Items listed in a dataset
• • •

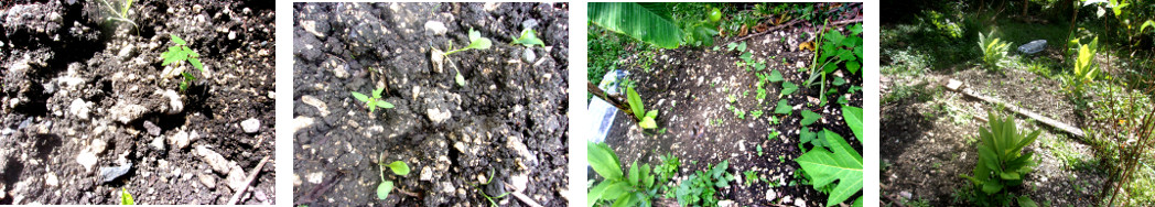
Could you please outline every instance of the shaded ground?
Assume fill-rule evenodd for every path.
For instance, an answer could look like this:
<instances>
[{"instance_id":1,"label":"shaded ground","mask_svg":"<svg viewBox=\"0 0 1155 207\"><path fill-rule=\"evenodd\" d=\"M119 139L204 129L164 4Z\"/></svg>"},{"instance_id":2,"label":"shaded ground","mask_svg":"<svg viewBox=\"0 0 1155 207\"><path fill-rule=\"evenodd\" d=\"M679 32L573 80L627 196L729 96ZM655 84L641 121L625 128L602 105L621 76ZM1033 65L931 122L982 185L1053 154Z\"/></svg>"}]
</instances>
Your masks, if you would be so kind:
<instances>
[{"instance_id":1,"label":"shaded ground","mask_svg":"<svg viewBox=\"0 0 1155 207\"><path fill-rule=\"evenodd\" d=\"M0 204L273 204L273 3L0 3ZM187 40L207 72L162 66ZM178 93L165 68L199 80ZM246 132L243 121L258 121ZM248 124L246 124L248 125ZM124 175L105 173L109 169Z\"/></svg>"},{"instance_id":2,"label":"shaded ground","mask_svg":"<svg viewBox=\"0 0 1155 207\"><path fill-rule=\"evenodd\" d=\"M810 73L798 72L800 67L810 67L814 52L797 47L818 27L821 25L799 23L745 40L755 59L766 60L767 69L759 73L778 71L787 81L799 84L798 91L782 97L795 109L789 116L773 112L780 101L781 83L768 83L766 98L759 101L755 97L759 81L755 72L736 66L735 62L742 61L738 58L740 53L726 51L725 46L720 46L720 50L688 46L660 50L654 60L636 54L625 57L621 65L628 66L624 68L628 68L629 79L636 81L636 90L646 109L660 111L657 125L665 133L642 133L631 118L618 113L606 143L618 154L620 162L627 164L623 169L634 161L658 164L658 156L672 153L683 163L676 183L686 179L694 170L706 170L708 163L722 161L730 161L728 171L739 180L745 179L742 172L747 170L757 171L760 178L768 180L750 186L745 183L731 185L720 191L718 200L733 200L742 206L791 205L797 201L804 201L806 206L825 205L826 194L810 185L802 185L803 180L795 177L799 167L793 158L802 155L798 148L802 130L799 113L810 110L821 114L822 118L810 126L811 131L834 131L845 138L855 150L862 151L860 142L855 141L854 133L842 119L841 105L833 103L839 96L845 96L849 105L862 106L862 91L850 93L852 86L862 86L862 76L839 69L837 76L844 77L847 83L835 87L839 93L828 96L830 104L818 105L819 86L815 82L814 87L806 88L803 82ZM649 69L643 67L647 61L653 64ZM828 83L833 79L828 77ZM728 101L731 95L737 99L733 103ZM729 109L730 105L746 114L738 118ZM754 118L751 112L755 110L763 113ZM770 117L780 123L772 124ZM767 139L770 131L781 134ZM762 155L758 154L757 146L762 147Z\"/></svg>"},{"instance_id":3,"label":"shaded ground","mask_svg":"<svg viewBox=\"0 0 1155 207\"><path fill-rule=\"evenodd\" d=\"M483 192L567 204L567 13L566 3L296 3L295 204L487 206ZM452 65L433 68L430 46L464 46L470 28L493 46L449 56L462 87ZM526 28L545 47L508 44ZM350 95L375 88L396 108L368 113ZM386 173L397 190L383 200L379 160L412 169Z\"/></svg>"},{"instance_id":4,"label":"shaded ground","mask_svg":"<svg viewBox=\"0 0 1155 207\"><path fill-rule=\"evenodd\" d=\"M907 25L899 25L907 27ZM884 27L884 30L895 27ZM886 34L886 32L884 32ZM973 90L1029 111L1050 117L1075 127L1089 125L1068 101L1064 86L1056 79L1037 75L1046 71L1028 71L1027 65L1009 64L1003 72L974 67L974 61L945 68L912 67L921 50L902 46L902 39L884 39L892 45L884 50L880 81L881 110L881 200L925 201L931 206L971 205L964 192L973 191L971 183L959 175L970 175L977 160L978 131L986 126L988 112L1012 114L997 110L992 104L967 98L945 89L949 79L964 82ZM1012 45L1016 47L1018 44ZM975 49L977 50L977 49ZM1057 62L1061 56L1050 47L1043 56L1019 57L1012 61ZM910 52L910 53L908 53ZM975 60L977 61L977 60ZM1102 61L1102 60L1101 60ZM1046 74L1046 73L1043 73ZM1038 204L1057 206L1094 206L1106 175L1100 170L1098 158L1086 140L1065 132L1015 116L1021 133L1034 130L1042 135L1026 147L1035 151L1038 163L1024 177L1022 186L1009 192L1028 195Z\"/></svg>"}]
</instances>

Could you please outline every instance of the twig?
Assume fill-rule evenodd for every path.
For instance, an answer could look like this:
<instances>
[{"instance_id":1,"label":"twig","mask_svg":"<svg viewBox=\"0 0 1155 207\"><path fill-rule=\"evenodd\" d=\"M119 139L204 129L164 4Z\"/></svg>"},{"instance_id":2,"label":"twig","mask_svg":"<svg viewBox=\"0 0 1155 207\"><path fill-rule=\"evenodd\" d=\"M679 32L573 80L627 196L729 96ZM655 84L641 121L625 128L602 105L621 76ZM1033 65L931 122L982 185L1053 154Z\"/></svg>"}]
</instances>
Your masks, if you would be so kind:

• • •

#### [Your task]
Update the rows above by replacing every "twig" with "branch" and leaving everything else unchanged. Omit the pictures from your output.

#### [Solution for this problem]
Could you please outline every instance of the shaded ground?
Assume fill-rule evenodd for every path.
For instance, an answer could look like this:
<instances>
[{"instance_id":1,"label":"shaded ground","mask_svg":"<svg viewBox=\"0 0 1155 207\"><path fill-rule=\"evenodd\" d=\"M119 139L204 129L164 4Z\"/></svg>"},{"instance_id":2,"label":"shaded ground","mask_svg":"<svg viewBox=\"0 0 1155 207\"><path fill-rule=\"evenodd\" d=\"M679 32L573 80L627 196L729 96ZM655 84L641 121L625 128L602 105L621 76ZM1033 65L931 122L982 185L1053 154Z\"/></svg>"}]
</instances>
Your masks, if you would be so kind:
<instances>
[{"instance_id":1,"label":"shaded ground","mask_svg":"<svg viewBox=\"0 0 1155 207\"><path fill-rule=\"evenodd\" d=\"M0 204L273 204L273 3L0 3ZM187 40L207 72L162 66ZM178 93L165 68L199 80ZM246 132L243 121L258 121ZM248 124L246 124L248 125ZM124 175L105 173L109 169Z\"/></svg>"},{"instance_id":2,"label":"shaded ground","mask_svg":"<svg viewBox=\"0 0 1155 207\"><path fill-rule=\"evenodd\" d=\"M810 73L798 72L800 67L810 67L814 52L797 47L818 27L821 25L799 23L745 40L755 59L766 60L767 69L759 73L778 71L787 81L799 84L798 91L782 97L795 109L789 116L773 112L780 101L781 83L768 83L766 98L759 101L755 97L759 81L755 72L736 66L735 62L742 61L738 58L740 53L726 51L725 46L720 46L720 50L688 46L660 50L654 60L636 54L625 57L621 65L628 66L624 68L628 68L629 79L636 81L636 90L646 109L660 111L657 125L665 133L642 133L631 118L618 113L606 143L618 154L620 162L627 164L623 169L634 161L658 164L658 156L672 153L683 163L676 183L686 179L694 170L706 170L708 163L722 161L730 161L728 171L739 180L745 179L742 172L747 170L757 171L760 178L768 180L750 186L745 183L731 185L720 191L718 200L733 200L742 206L791 205L797 201L804 201L806 206L825 205L826 194L810 185L802 185L803 180L795 177L799 167L793 158L802 155L798 148L802 130L799 113L810 110L821 114L822 118L810 126L811 131L834 131L845 138L855 150L862 151L860 142L855 141L854 133L842 119L841 105L833 103L839 96L845 96L849 105L862 106L862 91L850 93L852 86L862 86L862 76L839 69L837 76L844 77L847 83L835 87L839 93L828 96L830 104L818 105L819 86L815 82L814 87L806 88L803 82ZM649 69L643 67L647 61L653 64ZM828 83L833 79L828 77ZM728 101L731 95L737 99L733 103ZM729 109L730 105L746 114L738 118ZM754 118L751 112L755 110L763 113ZM770 117L780 123L772 124ZM767 139L770 131L781 134ZM762 155L758 154L757 146L762 147Z\"/></svg>"},{"instance_id":3,"label":"shaded ground","mask_svg":"<svg viewBox=\"0 0 1155 207\"><path fill-rule=\"evenodd\" d=\"M483 192L567 204L567 13L566 3L296 3L295 204L487 206ZM452 65L433 68L430 46L464 46L470 28L493 46L449 56L462 87ZM526 28L545 47L508 44ZM350 95L375 88L396 108L368 113ZM386 173L397 190L383 200L379 160L412 169Z\"/></svg>"},{"instance_id":4,"label":"shaded ground","mask_svg":"<svg viewBox=\"0 0 1155 207\"><path fill-rule=\"evenodd\" d=\"M907 25L899 25L907 27ZM884 27L884 30L895 27ZM886 34L886 32L884 32ZM973 90L1029 111L1050 117L1075 127L1089 125L1068 101L1064 86L1056 79L1037 75L1046 71L1028 71L1027 65L1009 64L1003 72L974 67L974 61L945 68L912 67L921 50L902 46L902 39L884 39L892 45L884 50L880 81L881 110L881 200L925 201L931 206L971 205L964 192L973 191L971 183L959 175L970 175L977 160L978 131L986 126L988 112L1012 114L997 110L992 104L967 98L945 89L949 79L964 82ZM1012 45L1016 47L1018 44ZM975 49L977 50L977 49ZM1057 62L1061 56L1050 47L1043 56L1019 57L1012 61ZM910 52L910 53L908 53ZM975 60L977 61L977 60ZM1102 61L1102 60L1101 60ZM1046 74L1046 73L1043 73ZM1038 204L1057 206L1094 206L1106 175L1100 170L1098 158L1086 140L1065 132L1015 116L1021 133L1034 130L1042 135L1026 147L1035 151L1038 163L1024 177L1022 186L1009 192L1028 195Z\"/></svg>"}]
</instances>

Could you please outline every instance of the branch?
Assume fill-rule evenodd for every path.
For instance, an answer could look like this:
<instances>
[{"instance_id":1,"label":"branch","mask_svg":"<svg viewBox=\"0 0 1155 207\"><path fill-rule=\"evenodd\" d=\"M119 139L204 129L164 4Z\"/></svg>"},{"instance_id":2,"label":"branch","mask_svg":"<svg viewBox=\"0 0 1155 207\"><path fill-rule=\"evenodd\" d=\"M679 32L573 80L627 196L729 96ZM655 84L641 121L625 128L602 105L621 76ZM1033 65L931 122L982 185L1053 154Z\"/></svg>"}]
</instances>
Your masks, if you would be so kind:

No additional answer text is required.